Exercise prompt ▸ Copy everything in the data below exactly except the pictures.

Record excerpts ▸
-- -- --

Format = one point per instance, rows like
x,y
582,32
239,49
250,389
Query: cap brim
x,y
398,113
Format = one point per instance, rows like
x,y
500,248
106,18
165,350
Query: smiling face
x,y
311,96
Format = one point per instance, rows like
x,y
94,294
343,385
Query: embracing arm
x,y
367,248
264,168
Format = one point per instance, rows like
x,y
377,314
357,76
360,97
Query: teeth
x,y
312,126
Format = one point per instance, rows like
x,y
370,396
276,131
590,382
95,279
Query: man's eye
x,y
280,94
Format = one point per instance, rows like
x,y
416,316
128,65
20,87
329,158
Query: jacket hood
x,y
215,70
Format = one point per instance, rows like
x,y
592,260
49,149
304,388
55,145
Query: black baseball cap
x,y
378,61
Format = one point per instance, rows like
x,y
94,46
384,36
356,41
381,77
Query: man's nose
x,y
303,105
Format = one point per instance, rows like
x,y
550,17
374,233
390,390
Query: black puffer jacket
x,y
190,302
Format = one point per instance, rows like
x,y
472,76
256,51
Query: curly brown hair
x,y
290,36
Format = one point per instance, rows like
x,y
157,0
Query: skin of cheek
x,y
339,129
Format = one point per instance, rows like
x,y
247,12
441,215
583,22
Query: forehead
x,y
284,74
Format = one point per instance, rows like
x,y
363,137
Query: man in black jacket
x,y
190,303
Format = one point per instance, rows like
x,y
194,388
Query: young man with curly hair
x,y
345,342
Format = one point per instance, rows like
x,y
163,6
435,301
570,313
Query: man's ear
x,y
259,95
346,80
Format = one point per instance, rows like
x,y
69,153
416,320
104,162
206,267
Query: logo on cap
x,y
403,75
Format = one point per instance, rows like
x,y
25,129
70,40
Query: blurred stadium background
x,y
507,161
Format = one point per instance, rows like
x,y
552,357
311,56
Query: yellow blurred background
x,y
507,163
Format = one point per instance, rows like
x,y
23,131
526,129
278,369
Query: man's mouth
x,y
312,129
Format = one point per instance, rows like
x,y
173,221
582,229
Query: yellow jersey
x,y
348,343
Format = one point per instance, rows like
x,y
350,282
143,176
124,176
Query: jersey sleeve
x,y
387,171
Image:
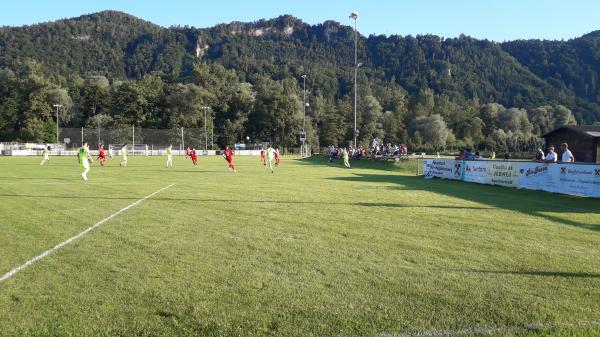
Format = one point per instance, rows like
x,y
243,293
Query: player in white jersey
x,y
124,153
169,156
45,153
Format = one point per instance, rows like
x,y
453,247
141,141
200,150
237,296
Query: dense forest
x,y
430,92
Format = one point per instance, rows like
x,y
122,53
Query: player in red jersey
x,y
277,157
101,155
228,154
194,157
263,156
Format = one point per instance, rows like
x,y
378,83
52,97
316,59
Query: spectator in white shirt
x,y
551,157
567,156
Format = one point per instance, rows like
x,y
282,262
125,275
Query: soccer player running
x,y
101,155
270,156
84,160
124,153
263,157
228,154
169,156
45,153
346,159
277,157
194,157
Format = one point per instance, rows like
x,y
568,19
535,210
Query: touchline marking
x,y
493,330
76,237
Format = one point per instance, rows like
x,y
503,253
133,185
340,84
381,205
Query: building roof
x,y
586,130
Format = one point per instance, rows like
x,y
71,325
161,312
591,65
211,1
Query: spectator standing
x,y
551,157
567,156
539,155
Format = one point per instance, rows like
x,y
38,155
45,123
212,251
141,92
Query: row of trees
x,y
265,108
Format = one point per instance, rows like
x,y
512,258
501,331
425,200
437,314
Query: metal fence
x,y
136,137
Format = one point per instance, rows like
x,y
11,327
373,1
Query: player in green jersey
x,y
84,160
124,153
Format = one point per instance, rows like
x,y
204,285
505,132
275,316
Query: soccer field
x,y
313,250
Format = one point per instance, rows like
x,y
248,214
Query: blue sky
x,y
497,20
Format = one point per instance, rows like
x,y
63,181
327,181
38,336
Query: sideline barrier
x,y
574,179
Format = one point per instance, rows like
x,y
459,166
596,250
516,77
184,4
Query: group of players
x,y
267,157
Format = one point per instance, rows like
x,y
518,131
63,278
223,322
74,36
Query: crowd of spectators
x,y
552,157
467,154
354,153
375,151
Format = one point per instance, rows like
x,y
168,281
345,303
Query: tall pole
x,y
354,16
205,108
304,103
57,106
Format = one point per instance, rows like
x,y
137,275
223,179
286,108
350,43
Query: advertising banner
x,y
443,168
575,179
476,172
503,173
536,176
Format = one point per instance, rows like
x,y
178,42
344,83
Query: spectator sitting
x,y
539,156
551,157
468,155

-- -- --

Complete response ▸
Format = one point per instance, rows like
x,y
582,32
239,49
250,389
Query: cap brim
x,y
398,113
Format = one point per instance, rows like
x,y
500,248
106,18
165,350
Query: smiling face
x,y
311,96
Format = one point per instance, rows like
x,y
94,294
343,385
Query: embracing arm
x,y
367,248
264,168
Format = one point per instance, rows like
x,y
377,314
357,76
360,97
Query: teeth
x,y
312,126
Format = one point per instance, rows like
x,y
370,396
276,131
590,382
95,279
Query: man's eye
x,y
280,94
Format = one point per instance, rows like
x,y
416,316
128,65
20,87
329,158
Query: jacket hood
x,y
215,70
Format = one point per instance, rows like
x,y
592,260
49,149
304,388
55,145
Query: black baseball cap
x,y
378,61
Format = one point per instance, rows like
x,y
94,46
384,36
356,41
381,77
Query: man's nose
x,y
303,105
Format = one point per instance, rows like
x,y
550,17
374,233
390,390
Query: black puffer jacket
x,y
190,302
Format = one point per instance, rows like
x,y
472,76
256,51
Query: curly brown hair
x,y
290,36
Format = one point per instance, rows like
x,y
157,0
Query: skin of cheek
x,y
339,129
Format = one point per instance, rows like
x,y
247,12
441,215
583,22
Query: forehead
x,y
284,74
Format = one point per instance, rows like
x,y
363,137
Query: man in black jacket
x,y
190,303
Format = one point per instance, rows like
x,y
194,388
Query: young man with curly hair
x,y
345,342
Format = one point per instance, rows like
x,y
163,6
435,301
570,313
Query: man's ear
x,y
259,95
346,80
Format = one point per instance, rows like
x,y
69,153
416,320
104,162
206,267
Query: logo on cap
x,y
403,75
Format = one point per instance, rows like
x,y
25,129
70,40
Query: blurred stadium background
x,y
507,161
Format = one point per instance, rows like
x,y
552,357
311,56
Query: yellow blurred background
x,y
507,163
Format = one point per instance, rows like
x,y
23,131
526,129
278,369
Query: man's mouth
x,y
312,129
Format = one point per instance, rows like
x,y
173,221
582,229
Query: yellow jersey
x,y
348,343
Format = one point per instance, rows like
x,y
350,282
143,176
124,176
Query: jersey sleeve
x,y
387,171
Image:
Format = one point per instance, rows like
x,y
243,293
Query: player in white jersey
x,y
124,153
169,156
45,153
Format = one point per instance, rows like
x,y
453,247
141,141
200,150
237,296
Query: dense forest
x,y
430,92
Format = one point per instance, rows like
x,y
122,53
Query: player in red jersey
x,y
277,157
101,155
228,154
194,157
263,156
Format = one point per instance, rows like
x,y
378,83
52,97
316,59
Query: spectator in white shirt
x,y
551,157
567,156
Format = one point per instance, rows like
x,y
282,262
125,275
Query: soccer player running
x,y
101,155
270,156
84,160
124,153
263,157
228,154
169,156
45,153
346,159
277,157
194,157
Format = one point per instance, rows like
x,y
568,19
535,210
Query: touchline marking
x,y
493,330
76,237
Format = one point per instance, rows like
x,y
503,253
133,185
340,84
381,205
Query: building roof
x,y
586,130
Format = one point per instance, rows like
x,y
71,325
161,312
591,65
211,1
Query: spectator standing
x,y
551,157
567,156
539,155
Format = one point per instance, rows like
x,y
38,155
45,123
212,251
141,92
Query: row of trees
x,y
265,108
Format = one point per instance, rows like
x,y
512,258
501,331
425,200
437,314
Query: metal fence
x,y
136,137
Format = one point per instance, rows like
x,y
11,327
373,1
Query: player in green jersey
x,y
84,160
124,153
Format = one point per instance, rows like
x,y
204,285
505,132
275,316
Query: soccer field
x,y
313,250
Format = one point per instance, rows like
x,y
248,214
Query: blue sky
x,y
497,20
Format = one point per instance, rows like
x,y
63,181
327,181
38,336
Query: sideline barrier
x,y
574,179
Format = one point per instance, rows like
x,y
459,166
596,250
516,77
184,4
Query: group of players
x,y
267,157
Format = one point per instance, rows like
x,y
518,131
63,278
223,322
74,36
Query: crowd of spectators
x,y
552,157
467,154
354,153
375,151
Format = one point per instance, rows like
x,y
168,281
345,303
Query: tall pole
x,y
354,16
205,108
304,103
57,106
Format = one point per instance, rows like
x,y
137,275
223,179
286,108
350,43
Query: advertising banner
x,y
443,168
575,179
476,172
503,173
536,176
Format = one point per instance, rows like
x,y
178,42
344,83
Query: spectator sitting
x,y
539,156
551,157
468,155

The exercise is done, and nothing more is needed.